··· Records supplied

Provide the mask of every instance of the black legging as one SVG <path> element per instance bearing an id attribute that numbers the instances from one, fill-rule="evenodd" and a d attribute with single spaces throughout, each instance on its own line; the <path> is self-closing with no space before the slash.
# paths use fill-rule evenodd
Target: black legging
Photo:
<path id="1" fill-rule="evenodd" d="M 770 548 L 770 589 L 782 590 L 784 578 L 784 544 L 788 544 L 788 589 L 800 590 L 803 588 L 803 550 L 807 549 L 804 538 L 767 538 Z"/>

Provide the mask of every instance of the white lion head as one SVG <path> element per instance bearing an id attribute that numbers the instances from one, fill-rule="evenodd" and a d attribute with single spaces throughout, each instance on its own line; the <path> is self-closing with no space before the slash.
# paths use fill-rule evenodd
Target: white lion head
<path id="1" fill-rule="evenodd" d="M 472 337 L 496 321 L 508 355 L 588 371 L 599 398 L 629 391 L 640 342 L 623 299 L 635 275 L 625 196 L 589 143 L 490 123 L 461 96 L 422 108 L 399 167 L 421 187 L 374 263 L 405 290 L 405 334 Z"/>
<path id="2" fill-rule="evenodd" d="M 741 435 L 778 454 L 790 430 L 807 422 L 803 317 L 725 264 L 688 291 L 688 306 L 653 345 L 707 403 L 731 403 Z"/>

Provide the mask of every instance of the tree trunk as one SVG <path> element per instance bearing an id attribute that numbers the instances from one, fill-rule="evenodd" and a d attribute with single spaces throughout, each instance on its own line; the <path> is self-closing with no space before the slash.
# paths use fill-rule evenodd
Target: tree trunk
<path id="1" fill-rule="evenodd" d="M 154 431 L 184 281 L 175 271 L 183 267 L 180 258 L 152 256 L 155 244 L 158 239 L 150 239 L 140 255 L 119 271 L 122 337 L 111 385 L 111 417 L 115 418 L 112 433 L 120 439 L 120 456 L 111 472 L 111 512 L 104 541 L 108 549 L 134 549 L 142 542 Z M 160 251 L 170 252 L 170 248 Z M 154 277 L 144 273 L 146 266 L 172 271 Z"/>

······

§ Aim of the task
Copy every item above word for word, with no changes.

§ The result
Provide the mask of every instance of the black legging as one SVG <path> element per instance bearing an id attribute that numbers the instances from one, fill-rule="evenodd" and a d attribute with single spaces throughout, each instance on its own line; the <path> is self-closing with no space before the slash.
# paths use fill-rule evenodd
Target: black legging
Photo:
<path id="1" fill-rule="evenodd" d="M 770 548 L 770 589 L 782 590 L 784 578 L 784 544 L 788 544 L 788 589 L 800 590 L 803 588 L 803 550 L 807 549 L 804 538 L 767 538 Z"/>

Provide the mask of every instance of the white lion head as one SVG <path> element per instance bearing an id attribute that numbers the instances from one, fill-rule="evenodd" and a d attribute with single spaces throughout, each instance on its own line; the <path> is self-closing with no space before the slash.
# paths use fill-rule evenodd
Target: white lion head
<path id="1" fill-rule="evenodd" d="M 472 337 L 496 321 L 508 355 L 588 371 L 599 398 L 629 391 L 640 342 L 623 299 L 635 275 L 625 196 L 589 143 L 490 123 L 461 96 L 422 108 L 399 167 L 421 187 L 374 263 L 405 290 L 405 334 Z"/>
<path id="2" fill-rule="evenodd" d="M 741 435 L 778 454 L 790 430 L 807 422 L 803 317 L 725 264 L 688 291 L 688 306 L 653 345 L 707 403 L 731 403 Z"/>

Provide the mask of every instance of the tree trunk as one SVG <path> element per instance bearing an id attribute that numbers the instances from one, fill-rule="evenodd" and a d attribute with single spaces throughout, each instance on its own line; the <path> is self-closing with no space before the slash.
# paths use fill-rule evenodd
Target: tree trunk
<path id="1" fill-rule="evenodd" d="M 154 431 L 184 281 L 175 271 L 183 267 L 180 258 L 152 256 L 155 244 L 158 239 L 150 239 L 140 255 L 119 271 L 122 337 L 111 385 L 111 417 L 115 418 L 112 433 L 120 439 L 120 456 L 111 472 L 111 512 L 104 541 L 108 549 L 134 549 L 142 542 Z M 160 251 L 170 252 L 170 248 Z M 154 277 L 144 273 L 146 266 L 172 271 Z"/>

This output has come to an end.